Swap "instance" for "occurrence" everywhere in the records below, and reproduce them with nothing else altered.

§ **Data extracted from a collection**
--- START ---

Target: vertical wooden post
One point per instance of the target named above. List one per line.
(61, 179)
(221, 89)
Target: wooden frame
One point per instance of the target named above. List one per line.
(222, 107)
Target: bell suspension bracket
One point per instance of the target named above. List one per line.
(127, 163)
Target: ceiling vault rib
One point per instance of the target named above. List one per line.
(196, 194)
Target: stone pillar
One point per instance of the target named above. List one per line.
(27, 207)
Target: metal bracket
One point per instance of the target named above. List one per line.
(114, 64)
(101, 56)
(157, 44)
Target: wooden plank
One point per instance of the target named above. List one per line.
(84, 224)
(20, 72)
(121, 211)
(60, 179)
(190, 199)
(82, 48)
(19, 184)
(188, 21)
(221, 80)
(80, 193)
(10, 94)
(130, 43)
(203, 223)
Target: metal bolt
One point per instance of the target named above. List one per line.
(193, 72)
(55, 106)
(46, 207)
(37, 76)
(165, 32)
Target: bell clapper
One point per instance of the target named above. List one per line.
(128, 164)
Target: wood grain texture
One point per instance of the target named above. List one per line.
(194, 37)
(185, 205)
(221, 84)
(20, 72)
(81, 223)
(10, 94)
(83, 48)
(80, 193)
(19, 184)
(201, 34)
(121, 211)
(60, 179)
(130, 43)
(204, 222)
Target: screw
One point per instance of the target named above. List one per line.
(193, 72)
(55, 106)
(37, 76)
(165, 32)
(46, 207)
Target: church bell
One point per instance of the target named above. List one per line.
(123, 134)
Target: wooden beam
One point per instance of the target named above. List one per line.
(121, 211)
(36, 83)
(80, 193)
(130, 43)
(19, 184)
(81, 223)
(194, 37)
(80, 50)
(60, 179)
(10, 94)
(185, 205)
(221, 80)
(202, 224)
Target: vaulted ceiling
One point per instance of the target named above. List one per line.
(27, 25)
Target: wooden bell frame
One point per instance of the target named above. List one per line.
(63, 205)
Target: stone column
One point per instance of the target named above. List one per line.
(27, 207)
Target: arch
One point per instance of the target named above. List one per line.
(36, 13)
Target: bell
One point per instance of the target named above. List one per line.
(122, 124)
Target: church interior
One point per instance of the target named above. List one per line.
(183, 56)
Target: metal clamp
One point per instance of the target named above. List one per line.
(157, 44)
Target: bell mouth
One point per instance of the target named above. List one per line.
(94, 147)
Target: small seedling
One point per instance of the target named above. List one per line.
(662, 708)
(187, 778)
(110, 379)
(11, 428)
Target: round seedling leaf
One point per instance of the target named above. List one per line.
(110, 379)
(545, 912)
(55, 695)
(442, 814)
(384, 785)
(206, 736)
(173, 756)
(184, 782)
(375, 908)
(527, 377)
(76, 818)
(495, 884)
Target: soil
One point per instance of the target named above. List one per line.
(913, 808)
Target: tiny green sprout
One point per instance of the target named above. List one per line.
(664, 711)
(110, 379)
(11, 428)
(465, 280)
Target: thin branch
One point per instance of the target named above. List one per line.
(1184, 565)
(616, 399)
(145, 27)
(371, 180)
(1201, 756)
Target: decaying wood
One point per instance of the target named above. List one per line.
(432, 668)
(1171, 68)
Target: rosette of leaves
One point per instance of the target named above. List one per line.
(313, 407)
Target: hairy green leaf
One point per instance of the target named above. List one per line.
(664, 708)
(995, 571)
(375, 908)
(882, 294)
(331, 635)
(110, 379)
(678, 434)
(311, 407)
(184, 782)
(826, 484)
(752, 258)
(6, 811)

--- END ---

§ **CORRECT OUTPUT**
Target: vertical wooden post
One point per occurrence of the target named above. List one per line.
(61, 179)
(221, 89)
Target: wooden frame
One point per occurrence of the target named above. List one per line.
(222, 107)
Target: bell suspension bracket
One point per occurrence of the target named above. List one per line.
(127, 163)
Target: ceiling vault rib
One point per occurrence of the target named above. List one per line.
(196, 194)
Target: stone pillar
One point per occurrence of the target named above. List one per line.
(27, 207)
Target: metal bracket
One point per occurrence of the target named above. List one per line.
(114, 64)
(101, 56)
(157, 44)
Target: wooden plank
One point per occurrence of the target named above. List one per line.
(84, 224)
(20, 72)
(121, 211)
(60, 179)
(190, 199)
(82, 48)
(19, 184)
(188, 21)
(221, 80)
(80, 193)
(10, 94)
(130, 43)
(203, 223)
Target: metal bolt
One point per occurrence of the target named above. List one per line.
(193, 72)
(55, 106)
(46, 207)
(37, 76)
(165, 32)
Target: bell clapper
One point per occurrence of the target named above. List one per line.
(128, 164)
Target: wood grain texture
One point per occurrence of the target named above. List one per line.
(194, 37)
(185, 205)
(221, 84)
(20, 72)
(81, 223)
(10, 94)
(83, 48)
(80, 193)
(19, 184)
(201, 34)
(121, 211)
(60, 179)
(130, 43)
(204, 222)
Target: screw
One point per occurrence of the target named above. List one per line.
(193, 72)
(55, 106)
(37, 76)
(165, 32)
(46, 207)
Target: church bell
One point per occurrence of the target named above. List one per line.
(123, 134)
Target: wooden beam
One point per occurrence of the target named above. List one per line.
(121, 211)
(36, 83)
(80, 193)
(130, 43)
(19, 184)
(81, 223)
(194, 37)
(80, 50)
(60, 179)
(10, 94)
(185, 205)
(221, 80)
(202, 224)
Target: vaulted ceiling
One point per occurrence of the target named above. List one per line.
(27, 25)
Target: wooden bell frame
One point per occurrence of the target named above. List one per line.
(63, 205)
Target: stone column
One point per occurrence of the target named above. List one per line.
(27, 207)
Target: arch
One point per occurrence of the target named above. List one per line.
(36, 13)
Target: bell
One point per occurrence of the target named above. List one per line.
(122, 124)
Target: church interior
One point per occurrence of the target named above. List one per line.
(183, 56)
Target: metal clamp
One point per occurrence of the target named above. List one per line.
(157, 44)
Target: bell mouth
One point per occurrence of the target named above. List one per line.
(94, 147)
Target: small seedling
One point per occurrence of the target named above. List one per line.
(662, 708)
(187, 778)
(110, 379)
(11, 428)
Target: round seedling leaf
One point per occurrence of the target named above. List one per line.
(110, 379)
(545, 912)
(55, 695)
(442, 814)
(384, 785)
(206, 736)
(173, 756)
(184, 782)
(375, 908)
(527, 377)
(76, 818)
(495, 884)
Target: soil
One point per occurrence of the target named above. List one per line.
(913, 808)
Target: tiny green sprout
One point per occurrence of the target named above. List one per line.
(664, 711)
(110, 379)
(11, 428)
(465, 280)
Target: thin branch
One point per occurrence of the target named above. List one per line.
(1184, 565)
(616, 399)
(145, 27)
(371, 180)
(1201, 756)
Target: decaying wood
One point per occurrence of the target named above. List one per line.
(432, 668)
(1171, 68)
Target: rosette of leaves
One point per occurrence of the target named above. List one per line.
(313, 407)
Target: hairy green leaf
One point per occurrence of the target named above. List one per line.
(664, 708)
(995, 571)
(375, 908)
(882, 294)
(331, 635)
(110, 379)
(678, 434)
(311, 407)
(184, 782)
(826, 484)
(752, 258)
(6, 811)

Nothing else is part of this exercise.